What follows is a listing to be transcribed exactly.

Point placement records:
________________________________________

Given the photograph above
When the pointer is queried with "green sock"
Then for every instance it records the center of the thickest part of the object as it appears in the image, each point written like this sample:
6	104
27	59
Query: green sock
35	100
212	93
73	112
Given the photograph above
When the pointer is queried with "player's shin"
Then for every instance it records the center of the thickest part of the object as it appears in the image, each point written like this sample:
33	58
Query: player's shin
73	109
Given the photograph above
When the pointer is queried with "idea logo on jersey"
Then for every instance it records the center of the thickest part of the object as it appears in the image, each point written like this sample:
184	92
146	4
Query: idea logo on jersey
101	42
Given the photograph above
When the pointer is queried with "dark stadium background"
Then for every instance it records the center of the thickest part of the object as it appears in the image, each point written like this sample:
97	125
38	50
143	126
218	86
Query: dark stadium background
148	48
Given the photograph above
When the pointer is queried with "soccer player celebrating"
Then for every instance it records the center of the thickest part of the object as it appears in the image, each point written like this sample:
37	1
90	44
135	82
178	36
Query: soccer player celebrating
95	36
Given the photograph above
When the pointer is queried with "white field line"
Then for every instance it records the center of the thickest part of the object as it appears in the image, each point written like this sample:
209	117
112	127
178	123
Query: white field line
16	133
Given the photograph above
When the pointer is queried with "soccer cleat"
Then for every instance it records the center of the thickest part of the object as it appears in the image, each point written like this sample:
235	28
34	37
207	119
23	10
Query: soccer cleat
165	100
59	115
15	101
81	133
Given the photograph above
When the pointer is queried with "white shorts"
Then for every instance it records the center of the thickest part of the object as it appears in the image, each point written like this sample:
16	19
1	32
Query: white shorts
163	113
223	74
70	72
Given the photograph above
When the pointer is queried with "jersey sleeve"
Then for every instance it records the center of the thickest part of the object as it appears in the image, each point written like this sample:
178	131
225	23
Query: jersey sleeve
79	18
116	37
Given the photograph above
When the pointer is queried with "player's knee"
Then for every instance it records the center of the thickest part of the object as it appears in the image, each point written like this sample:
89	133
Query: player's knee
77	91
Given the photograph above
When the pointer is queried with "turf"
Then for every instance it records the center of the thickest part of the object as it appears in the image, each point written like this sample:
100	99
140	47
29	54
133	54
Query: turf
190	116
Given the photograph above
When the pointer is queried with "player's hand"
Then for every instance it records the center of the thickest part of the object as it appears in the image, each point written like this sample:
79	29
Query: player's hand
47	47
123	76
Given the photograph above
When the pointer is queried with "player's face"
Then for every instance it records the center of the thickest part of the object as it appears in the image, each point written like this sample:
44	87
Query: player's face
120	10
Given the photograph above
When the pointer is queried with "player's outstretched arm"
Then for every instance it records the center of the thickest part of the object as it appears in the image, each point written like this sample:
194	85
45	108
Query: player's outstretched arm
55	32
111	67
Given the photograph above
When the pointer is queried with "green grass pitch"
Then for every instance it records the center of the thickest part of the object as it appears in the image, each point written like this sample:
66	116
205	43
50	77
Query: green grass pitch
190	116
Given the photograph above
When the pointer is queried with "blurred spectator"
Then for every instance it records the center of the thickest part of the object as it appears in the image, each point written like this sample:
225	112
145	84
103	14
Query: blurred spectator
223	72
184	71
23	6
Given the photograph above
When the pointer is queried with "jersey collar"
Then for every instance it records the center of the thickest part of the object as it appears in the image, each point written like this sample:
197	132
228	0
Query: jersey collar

________________________________________

### Reply to the task
Given the photograph above
When the pointer is queried with "green sock"
Then for every instance it records the center of the thickest part of the object as it appears in the image, each point written like this sample:
6	104
27	59
Query: green sock
35	100
212	93
73	112
Given the photograph above
When the pointer is queried with "player's shin"
Then for every instance it records the center of the thickest part of the object as it appears in the image, each point written like this sample:
33	58
Query: player's shin
73	109
Given the photograph above
When the pointer is queried with "idea logo on jersey"
Then for every instance it records the center of the thickest part of the object as it appears in the image, each point written like this sample:
184	92
146	4
Query: idea logo on jersey
101	42
Given the photograph above
When the pointer is queried with "dark stadium background"
Then for every instance it records the center of the thickest part of the object as it appears in the image, each point written like this sample:
97	125
38	50
143	126
218	86
Query: dark stadium background
148	48
Given the photograph above
When the pointer is queried with "soccer player celebrating"
Then for every instance it records the center of the thickest part of the object as it appears in the image, each point written like this sample:
37	1
90	44
135	82
178	36
Query: soccer player celebrating
95	36
Given the photograph above
When the pointer is queried with "white field line"
Then for every instance it records the center of the thickest part of the object as it appears in the image, each point written like this sample:
209	117
112	127
178	123
Query: white field line
16	133
Given the photograph above
When the pointer is queried with "soccer cleat"
Then for every instance it records the center of the thickest part of the object as it appears in the image, each point written like this sample:
235	28
34	37
207	119
23	10
Query: soccer cleat
165	100
59	115
15	101
81	133
Given the photograph above
When the pointer is queried with "white shorts"
Then for every instance it records the center of the thickest part of the object as it appears in the image, each point written like this sample:
16	19
1	32
Query: white shorts
163	113
223	74
70	72
Given the photograph above
When the pointer is queried with "jersey sleeve"
Then for every instance it records the center of the thickest part of the object as it appears in the image, each point written like this sample:
178	131
225	23
Query: jersey sleeve
79	18
116	37
Given the photograph above
When the pointer is queried with "player's knee"
Then for every instance it records the center of the thickest part of the object as it appears in the image, each point written like this sample:
89	133
Query: player's knee
77	91
Given the photograph above
When the pointer is queried with "turf"
Then for every instance it records the center of the thickest part of the object as it appears in the image, each point written like this sample:
100	99
140	47
29	54
133	54
Query: turf
190	116
Given the photograph above
When the pointer is queried with "player's hand"
Then for every instance it records the center of the thickest part of the object as it appears in the image, each point written like this sample:
79	29
Query: player's hand
47	47
123	76
Given the photograph above
When the pointer is queried with "player's face"
Then for every instance it records the center of the thickest part of the object as it appears in the image, each point written like this sample:
44	87
Query: player's face
120	10
Given the photograph above
When the pointer is queried with "player's outstretched arm"
Then for every instance it records the center of the thickest part of the object as it appears in the image, each point written like this sample:
194	85
45	108
Query: player's outstretched arm
55	32
111	67
Given the photograph above
When the pointer is queried with "green grass pitch"
Then for every instance it records the center of the thickest part of the object as it appears in the image, each point written like this sample:
66	116
205	43
50	77
Query: green grass pitch
190	116
Given the photograph above
When the pointer is queried with "blurred spectator"
Then for every instance it records the center of the thickest part of the object as it appears in the image, each point written like this sample:
225	112
145	84
103	14
Query: blurred spectator
223	72
184	71
23	6
Given the photograph above
When the pointer is queried with "jersey collar"
Then for every instance it records the center of the thickest part of the object as it appears in the image, each point written like this sample:
197	132
228	0
Query: jersey collar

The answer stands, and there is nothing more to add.